* **DOCUMENT EXCERPT**
Abuse Victims Endure Violence Out of Fear for Pet Safety

RedRover Helps Victims Escape Abuse Without Leaving Their Pets Behind

SACRAMENTO, Calif., Oct. 11, 2012 (GLOBE NEWSWIRE) -- RedRover (www.redrover.org), a national animal protection nonprofit based in California, is bringing attention to the connection between animal abuse and family violence during Domestic Violence Awareness Month by offering information and a free webinar about grants available to domestic violence shelters.

According to the National Coalition Against Domestic Violence, more than 70 percent of pet-owning women entering domestic violence shelters reported that their batterer had injured, killed or threatened family pets for revenge or psychological control. As many as 48 percent of domestic violence victims are unable to escape their abusers because they fear what will happen to their pets when they leave. Only three percent of shelters can house pets on-site; a portion provide off-site housing referrals while the majority of shelters do not offer any resources at all.

RedRover offers aid to victims of domestic violence and their pets through the RedRover Relief program. This program provides financial support for veterinary care and boarding to enable domestic violence victims to leave their batterers without having to leave their pets behind, and new in 2012, the program provides grants to domestic violence shelters to enable them to fund the creation of on-site space to house pets.

* **PROVIDED MATERIAL**
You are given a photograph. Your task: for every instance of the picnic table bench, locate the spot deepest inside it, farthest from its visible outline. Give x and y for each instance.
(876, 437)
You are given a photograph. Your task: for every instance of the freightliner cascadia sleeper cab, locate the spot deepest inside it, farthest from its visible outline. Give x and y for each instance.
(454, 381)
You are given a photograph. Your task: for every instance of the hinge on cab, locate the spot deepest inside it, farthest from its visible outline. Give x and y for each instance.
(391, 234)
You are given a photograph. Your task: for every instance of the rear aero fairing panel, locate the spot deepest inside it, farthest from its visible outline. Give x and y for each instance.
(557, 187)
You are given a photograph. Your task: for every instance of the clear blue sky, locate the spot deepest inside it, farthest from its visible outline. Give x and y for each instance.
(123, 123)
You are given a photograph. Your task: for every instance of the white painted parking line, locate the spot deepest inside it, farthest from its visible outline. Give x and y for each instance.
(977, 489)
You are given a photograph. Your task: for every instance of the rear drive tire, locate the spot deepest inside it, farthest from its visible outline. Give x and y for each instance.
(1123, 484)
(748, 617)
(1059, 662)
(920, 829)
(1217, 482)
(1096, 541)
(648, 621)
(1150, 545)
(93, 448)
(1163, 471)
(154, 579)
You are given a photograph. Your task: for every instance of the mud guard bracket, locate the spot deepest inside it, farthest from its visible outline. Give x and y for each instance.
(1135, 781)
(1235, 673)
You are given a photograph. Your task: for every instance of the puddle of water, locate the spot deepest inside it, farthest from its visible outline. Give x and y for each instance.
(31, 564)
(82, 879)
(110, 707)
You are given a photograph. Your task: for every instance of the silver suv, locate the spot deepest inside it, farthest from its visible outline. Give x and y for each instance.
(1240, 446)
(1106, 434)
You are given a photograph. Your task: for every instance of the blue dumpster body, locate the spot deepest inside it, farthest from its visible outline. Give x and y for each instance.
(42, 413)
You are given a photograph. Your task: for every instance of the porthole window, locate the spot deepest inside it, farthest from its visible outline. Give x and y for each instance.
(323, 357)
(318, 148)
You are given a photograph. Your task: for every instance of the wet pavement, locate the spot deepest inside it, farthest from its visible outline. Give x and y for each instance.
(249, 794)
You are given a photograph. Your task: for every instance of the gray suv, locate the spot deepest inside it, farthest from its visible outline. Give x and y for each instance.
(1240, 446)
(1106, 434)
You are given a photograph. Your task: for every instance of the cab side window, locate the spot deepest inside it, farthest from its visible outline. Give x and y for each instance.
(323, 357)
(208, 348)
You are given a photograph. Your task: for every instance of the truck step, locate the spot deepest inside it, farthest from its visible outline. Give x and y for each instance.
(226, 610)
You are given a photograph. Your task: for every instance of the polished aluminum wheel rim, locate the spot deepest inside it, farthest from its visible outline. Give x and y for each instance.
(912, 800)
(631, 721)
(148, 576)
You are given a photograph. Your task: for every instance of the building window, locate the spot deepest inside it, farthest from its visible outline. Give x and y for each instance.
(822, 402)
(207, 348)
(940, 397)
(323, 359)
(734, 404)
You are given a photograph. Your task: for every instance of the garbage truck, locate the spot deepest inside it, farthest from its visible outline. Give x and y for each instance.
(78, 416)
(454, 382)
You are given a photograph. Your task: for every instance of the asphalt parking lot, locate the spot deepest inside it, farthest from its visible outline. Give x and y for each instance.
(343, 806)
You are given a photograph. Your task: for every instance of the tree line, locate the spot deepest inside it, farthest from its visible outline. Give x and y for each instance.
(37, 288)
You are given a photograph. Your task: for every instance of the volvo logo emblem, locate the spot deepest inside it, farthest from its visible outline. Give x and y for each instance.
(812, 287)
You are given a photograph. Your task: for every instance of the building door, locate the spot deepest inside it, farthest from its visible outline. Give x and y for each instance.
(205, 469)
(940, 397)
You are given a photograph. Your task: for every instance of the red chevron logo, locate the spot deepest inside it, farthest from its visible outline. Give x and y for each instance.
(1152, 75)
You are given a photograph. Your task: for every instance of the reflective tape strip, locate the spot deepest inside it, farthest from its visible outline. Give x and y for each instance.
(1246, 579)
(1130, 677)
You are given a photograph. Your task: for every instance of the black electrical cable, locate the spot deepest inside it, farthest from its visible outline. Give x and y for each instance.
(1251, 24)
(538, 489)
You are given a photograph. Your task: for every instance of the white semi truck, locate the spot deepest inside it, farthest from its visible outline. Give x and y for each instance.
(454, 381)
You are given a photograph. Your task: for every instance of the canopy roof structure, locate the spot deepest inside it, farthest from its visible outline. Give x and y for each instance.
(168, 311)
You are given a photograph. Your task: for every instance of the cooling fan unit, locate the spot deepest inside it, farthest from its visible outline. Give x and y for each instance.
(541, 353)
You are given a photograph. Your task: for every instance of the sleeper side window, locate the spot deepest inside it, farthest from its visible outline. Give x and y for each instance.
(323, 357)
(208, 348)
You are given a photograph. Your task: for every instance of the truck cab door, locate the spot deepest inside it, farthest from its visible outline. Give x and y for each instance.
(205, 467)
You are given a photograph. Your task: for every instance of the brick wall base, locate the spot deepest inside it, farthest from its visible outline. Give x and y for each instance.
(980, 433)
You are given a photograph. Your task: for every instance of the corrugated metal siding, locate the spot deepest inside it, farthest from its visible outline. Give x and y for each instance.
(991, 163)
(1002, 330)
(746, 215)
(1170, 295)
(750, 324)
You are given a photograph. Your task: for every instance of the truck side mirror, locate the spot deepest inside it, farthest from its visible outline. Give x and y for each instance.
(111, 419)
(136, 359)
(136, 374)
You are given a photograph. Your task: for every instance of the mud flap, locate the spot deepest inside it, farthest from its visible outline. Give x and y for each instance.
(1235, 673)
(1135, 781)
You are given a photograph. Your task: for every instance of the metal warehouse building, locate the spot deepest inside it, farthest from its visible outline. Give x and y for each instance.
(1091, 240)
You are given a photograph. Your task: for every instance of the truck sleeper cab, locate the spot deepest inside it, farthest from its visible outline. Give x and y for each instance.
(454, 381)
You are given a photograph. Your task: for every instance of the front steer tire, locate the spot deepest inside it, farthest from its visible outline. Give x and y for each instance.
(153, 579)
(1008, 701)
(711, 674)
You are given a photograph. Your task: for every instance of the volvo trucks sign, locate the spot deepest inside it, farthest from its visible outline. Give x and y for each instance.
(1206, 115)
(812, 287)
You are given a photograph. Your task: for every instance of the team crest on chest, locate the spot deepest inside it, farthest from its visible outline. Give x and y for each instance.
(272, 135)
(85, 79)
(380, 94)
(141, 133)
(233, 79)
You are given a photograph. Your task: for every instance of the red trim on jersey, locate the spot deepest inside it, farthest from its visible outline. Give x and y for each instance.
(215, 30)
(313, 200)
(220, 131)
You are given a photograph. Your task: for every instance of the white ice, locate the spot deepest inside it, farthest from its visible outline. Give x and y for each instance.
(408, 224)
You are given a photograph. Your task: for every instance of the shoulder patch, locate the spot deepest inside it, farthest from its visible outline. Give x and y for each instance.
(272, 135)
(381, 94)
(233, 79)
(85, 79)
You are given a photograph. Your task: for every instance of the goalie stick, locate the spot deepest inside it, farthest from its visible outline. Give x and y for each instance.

* **TASK INSTRUCTIONS**
Reproduce the part of the press release on pets and domestic violence between "SACRAMENTO, Calif., Oct." and "domestic violence shelters.", inclusive, word for word. You won't need the material for this.

* **ANSWER FOR THE TASK**
SACRAMENTO, Calif., Oct. 11, 2012 (GLOBE NEWSWIRE) -- RedRover (www.redrover.org), a national animal protection nonprofit based in California, is bringing attention to the connection between animal abuse and family violence during Domestic Violence Awareness Month by offering information and a free webinar about grants available to domestic violence shelters.